### CYTOWANY FRAGMENT
------------------------------------

Polecamy Recenzje Przed premierą Publicystyka Warto zagrać Artykuły PREMIUM
Publicystyka 19 sierpnia 2009, 17:56

autor: Szymon Liebert

Aliens vs Predator - Wrażenia (gamescom 2009)

Jak wygląda życie z perspektywy Obcego? Podczas targów gamescom 2009 twórcy postanowili udzielić odpowiedzi na to pytanie, pokazując fragment rozgrywki z Aliens vs Predator.

Pokaz Aliens vs Predator na tegorocznym gamescomie przypomniał nam kilka scen, które widzieliśmy już na targach E3 2009. Autorzy pokazali fragment rozgrywki poświęcony ludzkiej stronie konfliktu, żeby uwypuklić różnice pomiędzy poszczególnymi kampaniami. Wcielając się w kruchego Marine, otrzymujemy zaawansowane wyposażenie (czyli potężne karabiny) i mnóstwo gadżetów (np. stacjonarne działka). Autorzy przypomnieli, że akcja gry rozgrywa się na planecie kolonialnej 30 lat po wydarzeniach znanych z trzeciego filmu o Obcych. Ludzka technologia jest więc bardziej zaawansowana. Mimo to przez większość czasu żołnierze są na straconej pozycji. Podczas kilkunastu minut spędzonych z ludzkim bohaterem gry oglądamy wielu rekrutów z oddziału okrutnie zabijanych przez Ksenomorfy.

------------------------------------

### WYCINKI MATERIAŁU

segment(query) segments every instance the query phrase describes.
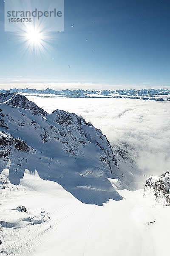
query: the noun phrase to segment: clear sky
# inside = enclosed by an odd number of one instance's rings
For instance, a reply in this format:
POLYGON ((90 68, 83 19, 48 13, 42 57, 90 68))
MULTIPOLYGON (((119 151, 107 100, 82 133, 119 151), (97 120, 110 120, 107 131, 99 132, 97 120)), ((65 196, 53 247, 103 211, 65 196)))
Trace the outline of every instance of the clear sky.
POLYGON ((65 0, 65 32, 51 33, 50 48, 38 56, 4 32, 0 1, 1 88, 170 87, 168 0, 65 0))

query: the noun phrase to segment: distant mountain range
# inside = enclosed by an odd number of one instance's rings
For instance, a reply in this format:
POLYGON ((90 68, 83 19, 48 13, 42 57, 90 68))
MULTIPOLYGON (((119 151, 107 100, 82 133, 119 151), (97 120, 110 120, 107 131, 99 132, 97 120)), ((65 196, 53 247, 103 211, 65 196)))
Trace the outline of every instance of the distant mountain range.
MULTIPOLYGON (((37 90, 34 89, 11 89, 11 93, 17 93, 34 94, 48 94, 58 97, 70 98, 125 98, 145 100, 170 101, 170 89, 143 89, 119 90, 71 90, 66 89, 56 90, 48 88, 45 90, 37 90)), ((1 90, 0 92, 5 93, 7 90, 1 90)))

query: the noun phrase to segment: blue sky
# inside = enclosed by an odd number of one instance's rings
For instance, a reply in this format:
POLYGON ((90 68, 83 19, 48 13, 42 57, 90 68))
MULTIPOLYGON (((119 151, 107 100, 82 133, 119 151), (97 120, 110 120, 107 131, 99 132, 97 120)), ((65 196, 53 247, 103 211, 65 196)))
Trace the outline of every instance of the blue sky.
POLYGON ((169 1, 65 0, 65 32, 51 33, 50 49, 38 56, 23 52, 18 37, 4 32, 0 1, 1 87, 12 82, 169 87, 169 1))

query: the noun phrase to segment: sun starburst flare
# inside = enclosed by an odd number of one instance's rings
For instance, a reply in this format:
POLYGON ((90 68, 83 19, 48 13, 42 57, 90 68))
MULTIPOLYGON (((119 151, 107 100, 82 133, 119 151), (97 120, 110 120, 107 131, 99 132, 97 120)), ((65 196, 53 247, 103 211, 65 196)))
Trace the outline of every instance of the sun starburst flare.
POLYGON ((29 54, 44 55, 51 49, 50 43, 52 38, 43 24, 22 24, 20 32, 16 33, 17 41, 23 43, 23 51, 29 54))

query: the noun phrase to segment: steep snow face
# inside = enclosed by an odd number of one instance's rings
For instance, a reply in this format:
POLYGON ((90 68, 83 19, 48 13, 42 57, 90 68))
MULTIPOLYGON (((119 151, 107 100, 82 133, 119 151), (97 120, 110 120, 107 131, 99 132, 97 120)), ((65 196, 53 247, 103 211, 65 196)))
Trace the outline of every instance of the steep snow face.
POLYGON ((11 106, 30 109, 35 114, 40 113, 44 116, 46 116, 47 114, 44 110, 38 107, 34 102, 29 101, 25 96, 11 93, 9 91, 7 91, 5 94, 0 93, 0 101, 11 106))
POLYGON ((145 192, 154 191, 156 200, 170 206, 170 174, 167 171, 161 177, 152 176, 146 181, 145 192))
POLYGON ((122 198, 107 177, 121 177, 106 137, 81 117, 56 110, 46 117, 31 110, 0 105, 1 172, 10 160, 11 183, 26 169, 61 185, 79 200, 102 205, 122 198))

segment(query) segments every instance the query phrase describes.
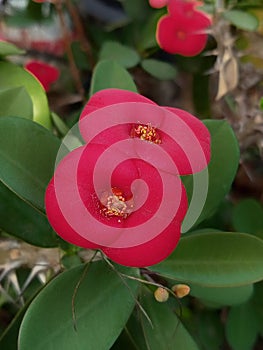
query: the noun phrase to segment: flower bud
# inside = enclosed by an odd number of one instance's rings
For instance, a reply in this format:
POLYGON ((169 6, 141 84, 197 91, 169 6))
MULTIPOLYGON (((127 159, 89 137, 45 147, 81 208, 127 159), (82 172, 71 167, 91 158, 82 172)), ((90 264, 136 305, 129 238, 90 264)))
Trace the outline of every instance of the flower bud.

------------------------------------

### ZADANIA DO WYKONANIA
1) Odpowiedz krótko na podstawie tekstu o pokazie Aliens vs Predator:
(a) Kto jest autorem tekstu?
(b) Ile lat po wydarzeniach z trzeciego filmu o Obcych rozgrywa się akcja gry?
(c) Jaki gadżet Marine podano jako przykład?
2) Dopisz dalszy ciąg tekstu o pokazie Aliens vs Predator, zaczynając po jego ostatnim zdaniu.

### ODPOWIEDZI DO ZADAŃ
1)
(a) Szymon Liebert.
(b) 30 lat.
(c) Stacjonarne działka.

2)
W pokazanym fragmencie gry bohater przedostaje się przez kolejne korytarze w asyście innych żołnierzy, którzy niestety najczęściej kończą marnie. Autorzy zawarli w grze mnóstwo widowiskowych scen ataków Obcych. W jednej z nich członek oddziału przeciska się obok skrzyń w stronę bohatera, gdy nagle zostaje wciągnięty z powrotem. Chwilę później widzimy, jak inni ludzie, próbujący wspiąć się na kontenery i przedostać w bezpieczne miejsce, są bez skrupułów dziurawieni zabójczym ogonem Ksenomorfa. Nagle zeskakuje on z sufitu i rzuca się na bohatera z impetem. Marine pada na ziemię, po czym odpycha nogami Obcego pod ścianę i wykańcza z broni palnej. Przeciwnicy są znacznie wolniejsi niż kiedyś, ale stanowią zagrożenie po śmierci. Krew Obcych, będąca przecież kwasem, rozlewa się efektownie po ekranie i rani bohatera.

Ludzie dysponują nowocześniejszą bronią, ale to Obcy sąudoskonalonymi przez naturę „maszynami do zabijania”.

Wiemy więc, że Marine będzie miał sporo problemów z Obcymi. Jak wygląda gra z ich perspektywy? To ciekawe, ale podczas pokazu twórcy stwierdzili, że kampania dla tej rasy będzie zdecydowanie najwolniejsza. Marine musi cały czas reagować na to, co się dzieje i prowadzić desperackie potyczki z wrogami. Predator, jak wiemy z poprzednich materiałów, może pozwolić sobie na bardzo bezpośrednie akcje. Tymczasem Obcy, dość wrażliwy na potężną technologię innych ras, musi działać z ukrycia, planować ataki i uważnie obserwować otoczenie. Rozpoczynając prezentację, wyjaśniono podstawowe kwestie dotyczące interfejsu i nowego, bardziej intuicyjnego sterowania najszybszym bohaterem Aliens vs Predator. Jak zwykle może on skakać na duże odległości, wspinać się po ścianach oraz chodzić po sufitach. Co ciekawe, przez cały czas widzimy ciało Obcego, w tym jego majestatyczny ogon i szpony chwytające ściany.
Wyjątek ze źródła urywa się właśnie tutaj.